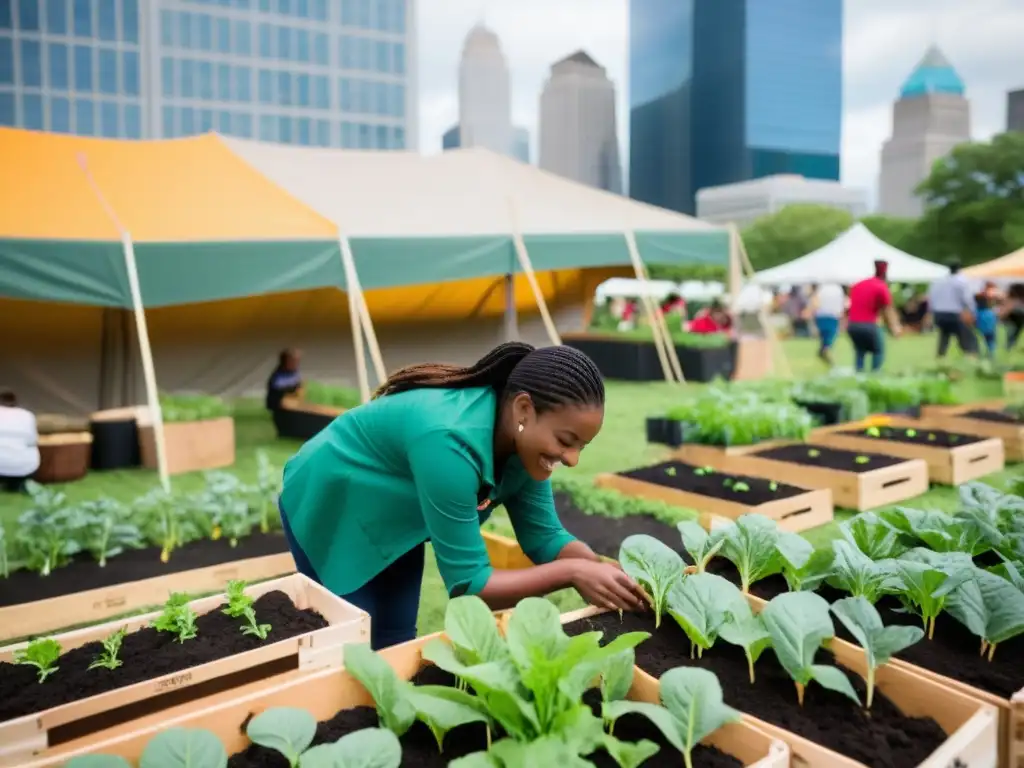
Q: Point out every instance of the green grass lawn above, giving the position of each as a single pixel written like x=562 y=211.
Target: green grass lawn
x=621 y=445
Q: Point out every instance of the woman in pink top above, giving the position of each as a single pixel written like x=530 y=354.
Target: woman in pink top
x=867 y=298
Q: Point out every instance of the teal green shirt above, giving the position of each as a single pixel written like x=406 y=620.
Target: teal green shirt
x=387 y=475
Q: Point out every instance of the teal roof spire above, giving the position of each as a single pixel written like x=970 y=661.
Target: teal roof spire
x=933 y=75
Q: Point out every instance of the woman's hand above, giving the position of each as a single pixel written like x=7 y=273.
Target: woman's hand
x=606 y=586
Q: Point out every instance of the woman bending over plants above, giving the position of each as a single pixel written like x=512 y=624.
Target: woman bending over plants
x=435 y=451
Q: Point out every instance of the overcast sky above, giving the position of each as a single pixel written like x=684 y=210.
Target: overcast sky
x=884 y=39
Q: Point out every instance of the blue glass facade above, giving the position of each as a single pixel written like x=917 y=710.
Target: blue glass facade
x=330 y=73
x=732 y=90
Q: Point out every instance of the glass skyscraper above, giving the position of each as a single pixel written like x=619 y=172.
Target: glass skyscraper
x=728 y=90
x=328 y=73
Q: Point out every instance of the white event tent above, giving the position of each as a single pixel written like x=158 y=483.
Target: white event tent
x=849 y=259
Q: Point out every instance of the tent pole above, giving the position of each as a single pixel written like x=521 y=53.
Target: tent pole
x=773 y=342
x=527 y=268
x=659 y=328
x=141 y=329
x=352 y=279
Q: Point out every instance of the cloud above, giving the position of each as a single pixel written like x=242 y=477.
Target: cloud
x=884 y=40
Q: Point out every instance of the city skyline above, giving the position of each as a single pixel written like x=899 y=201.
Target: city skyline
x=884 y=40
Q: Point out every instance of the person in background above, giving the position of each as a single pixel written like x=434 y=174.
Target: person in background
x=867 y=299
x=1012 y=312
x=828 y=307
x=18 y=443
x=953 y=308
x=435 y=451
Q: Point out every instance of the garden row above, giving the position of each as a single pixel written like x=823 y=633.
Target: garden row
x=758 y=646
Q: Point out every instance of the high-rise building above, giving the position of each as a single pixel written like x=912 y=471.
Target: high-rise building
x=331 y=73
x=1015 y=111
x=732 y=90
x=484 y=93
x=930 y=118
x=579 y=138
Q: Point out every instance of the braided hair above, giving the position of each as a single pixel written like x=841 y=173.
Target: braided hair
x=551 y=376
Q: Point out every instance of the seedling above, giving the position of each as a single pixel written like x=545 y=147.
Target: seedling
x=108 y=659
x=177 y=619
x=251 y=628
x=41 y=653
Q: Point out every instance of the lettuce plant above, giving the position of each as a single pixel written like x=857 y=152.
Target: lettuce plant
x=798 y=624
x=290 y=731
x=880 y=643
x=699 y=544
x=700 y=604
x=750 y=544
x=653 y=565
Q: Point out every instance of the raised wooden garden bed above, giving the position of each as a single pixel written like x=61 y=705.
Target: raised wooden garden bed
x=64 y=457
x=341 y=705
x=964 y=731
x=953 y=458
x=689 y=485
x=308 y=626
x=190 y=445
x=854 y=483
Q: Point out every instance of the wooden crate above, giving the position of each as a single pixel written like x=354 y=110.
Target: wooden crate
x=971 y=724
x=796 y=513
x=190 y=445
x=36 y=733
x=326 y=693
x=858 y=491
x=949 y=466
x=42 y=616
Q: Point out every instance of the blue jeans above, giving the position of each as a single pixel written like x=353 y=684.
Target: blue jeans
x=866 y=338
x=391 y=598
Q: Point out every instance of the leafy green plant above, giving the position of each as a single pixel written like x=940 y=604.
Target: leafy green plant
x=699 y=544
x=750 y=544
x=798 y=624
x=41 y=653
x=880 y=643
x=701 y=604
x=692 y=708
x=290 y=731
x=653 y=565
x=108 y=659
x=177 y=617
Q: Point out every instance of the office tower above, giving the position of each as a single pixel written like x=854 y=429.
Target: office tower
x=930 y=118
x=579 y=138
x=732 y=90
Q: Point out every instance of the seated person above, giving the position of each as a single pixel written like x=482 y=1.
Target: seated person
x=18 y=443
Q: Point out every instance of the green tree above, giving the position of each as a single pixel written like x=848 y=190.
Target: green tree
x=974 y=200
x=792 y=232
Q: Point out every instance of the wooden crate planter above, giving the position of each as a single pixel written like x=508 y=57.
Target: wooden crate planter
x=325 y=693
x=970 y=724
x=859 y=491
x=64 y=457
x=34 y=734
x=807 y=510
x=950 y=466
x=90 y=606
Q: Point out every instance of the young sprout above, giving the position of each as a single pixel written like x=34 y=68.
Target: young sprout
x=41 y=653
x=112 y=646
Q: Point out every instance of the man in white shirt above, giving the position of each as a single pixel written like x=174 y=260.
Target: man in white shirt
x=828 y=305
x=18 y=443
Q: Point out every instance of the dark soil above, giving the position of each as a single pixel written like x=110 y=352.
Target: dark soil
x=1000 y=417
x=923 y=436
x=419 y=749
x=716 y=484
x=883 y=738
x=83 y=573
x=819 y=456
x=147 y=653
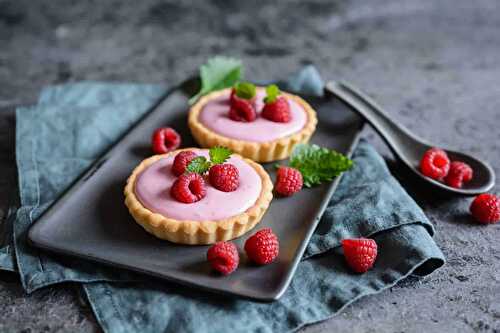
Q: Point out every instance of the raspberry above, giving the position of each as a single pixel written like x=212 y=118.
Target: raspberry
x=189 y=188
x=360 y=253
x=277 y=111
x=263 y=247
x=459 y=173
x=288 y=181
x=224 y=257
x=165 y=139
x=486 y=208
x=224 y=177
x=181 y=161
x=241 y=110
x=435 y=164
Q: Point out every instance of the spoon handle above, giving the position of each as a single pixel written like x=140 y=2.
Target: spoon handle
x=402 y=142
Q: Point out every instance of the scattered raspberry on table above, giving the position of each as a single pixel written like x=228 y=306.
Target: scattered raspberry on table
x=189 y=188
x=360 y=253
x=263 y=247
x=288 y=181
x=165 y=139
x=223 y=257
x=486 y=208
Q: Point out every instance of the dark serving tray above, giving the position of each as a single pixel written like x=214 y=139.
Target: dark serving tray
x=90 y=219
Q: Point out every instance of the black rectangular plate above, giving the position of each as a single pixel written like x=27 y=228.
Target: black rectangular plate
x=91 y=221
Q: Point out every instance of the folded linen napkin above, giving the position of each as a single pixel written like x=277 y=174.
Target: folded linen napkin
x=72 y=124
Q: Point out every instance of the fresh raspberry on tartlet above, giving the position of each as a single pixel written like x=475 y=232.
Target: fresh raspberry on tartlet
x=181 y=161
x=485 y=208
x=276 y=107
x=224 y=177
x=242 y=103
x=288 y=181
x=262 y=247
x=459 y=174
x=189 y=188
x=165 y=139
x=223 y=257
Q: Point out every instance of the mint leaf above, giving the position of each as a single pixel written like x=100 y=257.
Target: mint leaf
x=198 y=165
x=318 y=165
x=272 y=92
x=245 y=90
x=218 y=73
x=219 y=155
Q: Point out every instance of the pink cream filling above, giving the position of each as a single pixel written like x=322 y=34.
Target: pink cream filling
x=215 y=117
x=153 y=184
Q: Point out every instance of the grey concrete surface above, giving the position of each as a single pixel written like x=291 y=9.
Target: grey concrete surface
x=435 y=66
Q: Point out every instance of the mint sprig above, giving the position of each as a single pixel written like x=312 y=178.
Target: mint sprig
x=201 y=164
x=245 y=90
x=272 y=93
x=317 y=164
x=218 y=73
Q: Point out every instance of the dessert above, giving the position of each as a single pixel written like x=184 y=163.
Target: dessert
x=212 y=215
x=459 y=174
x=235 y=119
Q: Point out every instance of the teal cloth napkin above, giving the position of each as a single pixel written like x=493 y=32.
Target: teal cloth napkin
x=73 y=124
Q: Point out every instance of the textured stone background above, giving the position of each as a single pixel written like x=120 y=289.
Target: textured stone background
x=434 y=65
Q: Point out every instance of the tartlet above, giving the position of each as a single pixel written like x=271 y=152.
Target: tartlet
x=199 y=231
x=278 y=147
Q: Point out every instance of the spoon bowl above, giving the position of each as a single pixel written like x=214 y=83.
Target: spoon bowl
x=408 y=147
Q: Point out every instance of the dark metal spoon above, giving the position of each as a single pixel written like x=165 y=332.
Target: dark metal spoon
x=408 y=147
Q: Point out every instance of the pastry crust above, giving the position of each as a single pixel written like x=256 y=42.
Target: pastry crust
x=197 y=232
x=274 y=150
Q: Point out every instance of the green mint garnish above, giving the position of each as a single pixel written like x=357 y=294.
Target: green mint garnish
x=219 y=155
x=272 y=93
x=245 y=90
x=317 y=164
x=218 y=73
x=201 y=165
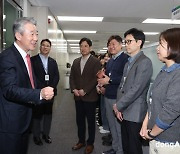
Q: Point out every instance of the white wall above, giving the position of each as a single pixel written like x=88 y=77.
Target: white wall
x=73 y=56
x=41 y=15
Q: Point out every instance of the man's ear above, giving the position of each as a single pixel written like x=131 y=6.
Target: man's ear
x=18 y=36
x=139 y=42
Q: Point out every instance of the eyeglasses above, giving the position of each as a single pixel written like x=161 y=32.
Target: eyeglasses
x=128 y=42
x=45 y=46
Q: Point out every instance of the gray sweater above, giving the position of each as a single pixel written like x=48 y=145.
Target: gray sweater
x=164 y=104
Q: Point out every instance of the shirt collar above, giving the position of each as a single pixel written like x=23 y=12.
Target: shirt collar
x=117 y=55
x=42 y=56
x=171 y=68
x=86 y=57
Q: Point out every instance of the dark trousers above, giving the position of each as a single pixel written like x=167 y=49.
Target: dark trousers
x=85 y=110
x=131 y=139
x=42 y=117
x=11 y=143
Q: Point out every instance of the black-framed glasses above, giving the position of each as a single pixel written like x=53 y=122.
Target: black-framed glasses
x=128 y=42
x=45 y=46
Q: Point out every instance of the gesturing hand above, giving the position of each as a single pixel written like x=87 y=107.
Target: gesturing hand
x=47 y=93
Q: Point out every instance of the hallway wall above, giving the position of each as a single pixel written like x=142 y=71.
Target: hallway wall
x=48 y=28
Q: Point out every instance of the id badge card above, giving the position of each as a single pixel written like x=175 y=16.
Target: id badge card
x=46 y=77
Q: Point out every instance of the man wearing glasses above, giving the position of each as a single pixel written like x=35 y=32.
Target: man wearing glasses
x=46 y=71
x=131 y=106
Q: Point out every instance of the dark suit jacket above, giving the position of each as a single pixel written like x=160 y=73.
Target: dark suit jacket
x=131 y=94
x=87 y=80
x=16 y=93
x=40 y=73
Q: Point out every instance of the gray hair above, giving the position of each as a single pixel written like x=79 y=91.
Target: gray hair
x=18 y=25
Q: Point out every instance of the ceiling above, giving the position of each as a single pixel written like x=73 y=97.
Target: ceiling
x=119 y=16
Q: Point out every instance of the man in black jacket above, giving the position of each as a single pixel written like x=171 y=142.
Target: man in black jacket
x=46 y=71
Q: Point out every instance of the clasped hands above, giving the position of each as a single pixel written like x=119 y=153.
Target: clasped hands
x=118 y=114
x=103 y=81
x=80 y=92
x=47 y=93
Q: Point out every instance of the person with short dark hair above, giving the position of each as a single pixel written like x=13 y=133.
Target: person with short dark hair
x=47 y=73
x=131 y=106
x=111 y=80
x=162 y=122
x=83 y=85
x=18 y=93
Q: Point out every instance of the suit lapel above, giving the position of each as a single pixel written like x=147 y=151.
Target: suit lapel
x=40 y=64
x=86 y=65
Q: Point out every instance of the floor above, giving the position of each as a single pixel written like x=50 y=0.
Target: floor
x=64 y=131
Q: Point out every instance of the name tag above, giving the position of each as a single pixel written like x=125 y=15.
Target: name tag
x=46 y=77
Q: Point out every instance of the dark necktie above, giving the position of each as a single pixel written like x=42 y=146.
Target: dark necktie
x=30 y=70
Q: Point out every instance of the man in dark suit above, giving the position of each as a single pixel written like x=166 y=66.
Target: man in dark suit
x=131 y=106
x=112 y=79
x=83 y=84
x=46 y=71
x=17 y=88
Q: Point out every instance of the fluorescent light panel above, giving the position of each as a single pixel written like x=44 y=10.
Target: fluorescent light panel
x=76 y=18
x=74 y=44
x=161 y=21
x=74 y=47
x=151 y=33
x=73 y=40
x=54 y=31
x=78 y=31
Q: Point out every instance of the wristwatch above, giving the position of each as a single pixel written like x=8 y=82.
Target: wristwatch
x=151 y=136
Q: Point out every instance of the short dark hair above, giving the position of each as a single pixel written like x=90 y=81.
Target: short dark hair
x=137 y=34
x=172 y=37
x=47 y=40
x=19 y=24
x=89 y=42
x=114 y=37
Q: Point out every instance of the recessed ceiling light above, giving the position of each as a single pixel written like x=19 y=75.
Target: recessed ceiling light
x=161 y=21
x=54 y=31
x=73 y=18
x=151 y=33
x=73 y=40
x=74 y=47
x=78 y=31
x=74 y=44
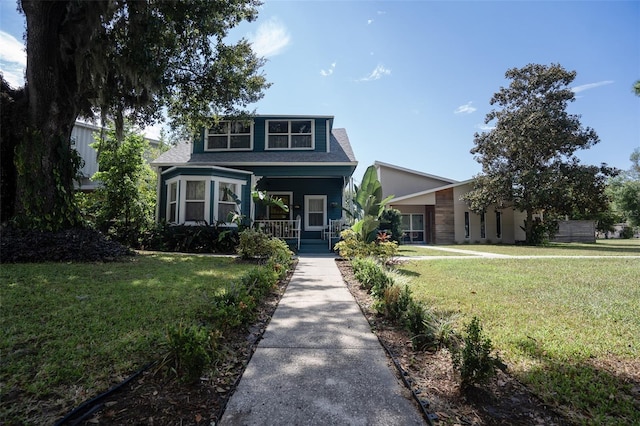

════════

Exercise goal: Begin with the line that has "Q: Point out every instance of the dark trousers" in the listing above and end after the line that has "Q: Point out every instance of the gesturing"; output those lines exactly.

Expected output:
Q: Point out every instance of the dark trousers above, giving the position of each as a single pixel written like x=167 y=49.
Target: dark trousers
x=85 y=110
x=131 y=139
x=42 y=117
x=11 y=143
Q: Point out every instance of the black-framed glasses above, giving the position of each as a single pixel written like x=53 y=122.
Target: black-framed glasses
x=128 y=42
x=45 y=46
Q: Point out every instance of the gesturing hand above, giving the position of each as a single pixel written like x=87 y=107.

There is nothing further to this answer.